--- START RECORD LIST ---

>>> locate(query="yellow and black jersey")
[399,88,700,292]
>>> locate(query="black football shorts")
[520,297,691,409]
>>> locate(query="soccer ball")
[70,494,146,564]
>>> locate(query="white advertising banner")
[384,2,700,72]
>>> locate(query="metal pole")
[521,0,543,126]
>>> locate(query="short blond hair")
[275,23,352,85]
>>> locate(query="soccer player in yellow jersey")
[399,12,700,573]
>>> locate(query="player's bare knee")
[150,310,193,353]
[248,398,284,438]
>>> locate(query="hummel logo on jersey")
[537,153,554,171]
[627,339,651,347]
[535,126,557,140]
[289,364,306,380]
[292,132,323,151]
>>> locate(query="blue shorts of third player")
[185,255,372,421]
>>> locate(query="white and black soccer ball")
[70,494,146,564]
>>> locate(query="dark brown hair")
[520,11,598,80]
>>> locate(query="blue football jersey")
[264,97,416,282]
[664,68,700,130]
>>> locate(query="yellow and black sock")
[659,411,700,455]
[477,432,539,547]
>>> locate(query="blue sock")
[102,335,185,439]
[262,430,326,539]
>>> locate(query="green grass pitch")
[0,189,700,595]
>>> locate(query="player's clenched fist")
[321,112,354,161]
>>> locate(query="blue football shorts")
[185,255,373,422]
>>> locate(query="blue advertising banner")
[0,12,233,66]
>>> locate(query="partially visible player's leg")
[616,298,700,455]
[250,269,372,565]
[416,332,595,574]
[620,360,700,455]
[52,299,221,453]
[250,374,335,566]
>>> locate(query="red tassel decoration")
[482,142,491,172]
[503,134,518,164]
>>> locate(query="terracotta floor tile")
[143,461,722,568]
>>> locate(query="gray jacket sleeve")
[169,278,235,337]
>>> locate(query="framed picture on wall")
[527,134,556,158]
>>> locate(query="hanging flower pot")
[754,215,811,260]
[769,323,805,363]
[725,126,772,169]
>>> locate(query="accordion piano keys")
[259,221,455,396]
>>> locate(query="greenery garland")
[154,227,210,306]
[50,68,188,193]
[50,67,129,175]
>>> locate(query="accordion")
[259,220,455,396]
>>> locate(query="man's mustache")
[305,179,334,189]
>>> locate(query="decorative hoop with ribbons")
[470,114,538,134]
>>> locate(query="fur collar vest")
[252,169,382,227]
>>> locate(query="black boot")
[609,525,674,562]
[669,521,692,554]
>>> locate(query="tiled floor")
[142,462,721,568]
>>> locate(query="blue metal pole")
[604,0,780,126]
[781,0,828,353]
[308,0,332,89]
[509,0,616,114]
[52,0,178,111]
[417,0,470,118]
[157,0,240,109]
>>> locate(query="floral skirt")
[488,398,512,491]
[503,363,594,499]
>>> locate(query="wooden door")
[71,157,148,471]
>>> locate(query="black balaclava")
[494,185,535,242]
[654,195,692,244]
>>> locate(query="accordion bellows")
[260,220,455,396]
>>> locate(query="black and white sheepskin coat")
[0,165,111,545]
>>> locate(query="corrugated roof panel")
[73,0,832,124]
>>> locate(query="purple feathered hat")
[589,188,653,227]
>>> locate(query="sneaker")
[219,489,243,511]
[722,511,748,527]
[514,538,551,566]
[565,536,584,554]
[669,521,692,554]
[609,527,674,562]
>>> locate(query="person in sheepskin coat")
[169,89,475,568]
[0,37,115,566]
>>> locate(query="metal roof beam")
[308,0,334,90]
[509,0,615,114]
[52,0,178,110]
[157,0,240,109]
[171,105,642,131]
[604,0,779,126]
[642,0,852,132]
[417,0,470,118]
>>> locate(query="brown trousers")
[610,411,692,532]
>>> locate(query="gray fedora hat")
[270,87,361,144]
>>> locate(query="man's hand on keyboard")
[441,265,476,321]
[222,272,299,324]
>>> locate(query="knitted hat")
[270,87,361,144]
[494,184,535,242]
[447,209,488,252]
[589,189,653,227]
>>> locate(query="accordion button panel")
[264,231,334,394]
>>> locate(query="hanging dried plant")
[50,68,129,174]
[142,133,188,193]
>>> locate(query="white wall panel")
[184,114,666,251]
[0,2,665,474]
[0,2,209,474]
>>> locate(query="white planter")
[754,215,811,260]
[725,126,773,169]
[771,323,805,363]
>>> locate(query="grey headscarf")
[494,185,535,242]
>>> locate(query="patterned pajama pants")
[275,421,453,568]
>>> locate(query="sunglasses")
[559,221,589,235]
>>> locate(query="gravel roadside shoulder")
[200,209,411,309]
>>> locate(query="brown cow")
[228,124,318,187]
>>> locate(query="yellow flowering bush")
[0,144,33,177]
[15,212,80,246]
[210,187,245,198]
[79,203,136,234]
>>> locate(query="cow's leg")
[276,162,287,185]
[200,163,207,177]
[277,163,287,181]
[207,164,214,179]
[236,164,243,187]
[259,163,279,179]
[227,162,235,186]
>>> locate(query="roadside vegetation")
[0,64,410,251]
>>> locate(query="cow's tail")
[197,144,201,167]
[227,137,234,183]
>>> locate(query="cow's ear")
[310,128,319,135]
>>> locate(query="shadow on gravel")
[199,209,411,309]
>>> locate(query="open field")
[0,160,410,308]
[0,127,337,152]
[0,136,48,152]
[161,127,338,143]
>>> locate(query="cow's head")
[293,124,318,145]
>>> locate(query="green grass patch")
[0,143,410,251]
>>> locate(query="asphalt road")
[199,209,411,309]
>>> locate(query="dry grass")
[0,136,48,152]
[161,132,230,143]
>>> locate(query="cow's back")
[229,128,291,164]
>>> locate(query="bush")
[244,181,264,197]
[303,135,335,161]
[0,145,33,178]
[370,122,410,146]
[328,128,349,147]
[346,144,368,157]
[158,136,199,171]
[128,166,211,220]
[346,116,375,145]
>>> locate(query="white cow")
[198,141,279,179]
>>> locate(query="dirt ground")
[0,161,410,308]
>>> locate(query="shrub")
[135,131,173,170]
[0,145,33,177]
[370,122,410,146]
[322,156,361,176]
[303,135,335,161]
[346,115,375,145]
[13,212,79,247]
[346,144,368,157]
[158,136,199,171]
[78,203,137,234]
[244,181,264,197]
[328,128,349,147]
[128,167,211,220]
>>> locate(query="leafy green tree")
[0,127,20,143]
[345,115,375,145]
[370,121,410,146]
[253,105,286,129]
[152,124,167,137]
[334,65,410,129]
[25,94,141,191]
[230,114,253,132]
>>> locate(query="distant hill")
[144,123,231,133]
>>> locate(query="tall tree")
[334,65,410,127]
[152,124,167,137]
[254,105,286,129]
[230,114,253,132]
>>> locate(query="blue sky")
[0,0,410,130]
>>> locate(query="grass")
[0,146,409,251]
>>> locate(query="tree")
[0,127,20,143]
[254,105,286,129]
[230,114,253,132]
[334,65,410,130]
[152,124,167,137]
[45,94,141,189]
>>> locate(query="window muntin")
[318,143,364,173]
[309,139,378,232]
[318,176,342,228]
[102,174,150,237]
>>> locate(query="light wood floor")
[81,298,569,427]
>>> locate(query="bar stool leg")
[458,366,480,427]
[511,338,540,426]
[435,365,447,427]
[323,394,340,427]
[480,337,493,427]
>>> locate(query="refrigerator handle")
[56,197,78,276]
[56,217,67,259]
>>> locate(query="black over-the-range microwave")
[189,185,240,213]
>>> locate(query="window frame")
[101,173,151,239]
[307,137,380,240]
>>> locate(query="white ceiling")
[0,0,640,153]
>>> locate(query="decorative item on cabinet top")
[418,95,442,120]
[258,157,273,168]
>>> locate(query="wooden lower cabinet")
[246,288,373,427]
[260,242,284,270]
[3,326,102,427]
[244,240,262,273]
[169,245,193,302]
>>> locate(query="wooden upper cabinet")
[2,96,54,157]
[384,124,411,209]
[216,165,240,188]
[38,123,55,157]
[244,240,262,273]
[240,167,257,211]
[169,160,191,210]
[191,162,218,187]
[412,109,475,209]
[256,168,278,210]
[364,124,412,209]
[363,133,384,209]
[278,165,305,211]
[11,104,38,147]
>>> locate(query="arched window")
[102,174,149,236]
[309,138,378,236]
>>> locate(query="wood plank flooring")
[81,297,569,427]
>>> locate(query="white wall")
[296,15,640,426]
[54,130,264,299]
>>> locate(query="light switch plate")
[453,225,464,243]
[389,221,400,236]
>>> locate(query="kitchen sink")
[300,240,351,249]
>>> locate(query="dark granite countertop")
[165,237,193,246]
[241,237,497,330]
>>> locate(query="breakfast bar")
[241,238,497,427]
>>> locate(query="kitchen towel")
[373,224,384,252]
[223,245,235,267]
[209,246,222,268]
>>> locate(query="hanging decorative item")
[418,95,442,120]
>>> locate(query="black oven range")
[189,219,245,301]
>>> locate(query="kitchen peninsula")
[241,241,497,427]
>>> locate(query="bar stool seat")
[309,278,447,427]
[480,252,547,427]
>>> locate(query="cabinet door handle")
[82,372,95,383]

--- END RECORD LIST ---

JOB: Give the listing from its first line through the line containing "[185,255,372,421]" as a numbered list, omitting any blank lines.

OUTPUT:
1. >>> locate(query="yellow and black jersey")
2. [399,88,700,292]
3. >>> locate(query="black football shorts")
4. [520,297,691,409]
5. >>> locate(query="soccer ball")
6. [70,494,146,564]
7. >>> locate(query="white advertising banner")
8. [384,2,700,72]
9. >>> locate(query="metal pole")
10. [521,0,543,126]
11. >>> locate(query="short blond hair")
12. [275,23,352,85]
13. >>> locate(query="soccer player in yellow jersey")
14. [399,12,700,573]
15. >>> locate(query="player's bare knee")
16. [150,310,193,353]
17. [248,398,284,438]
18. >>> locate(query="hummel logo on jersey")
19. [537,153,554,171]
20. [627,339,651,347]
21. [535,126,557,140]
22. [289,364,306,380]
23. [292,132,323,151]
24. >>> locate(query="blue shorts of third player")
25. [185,255,372,421]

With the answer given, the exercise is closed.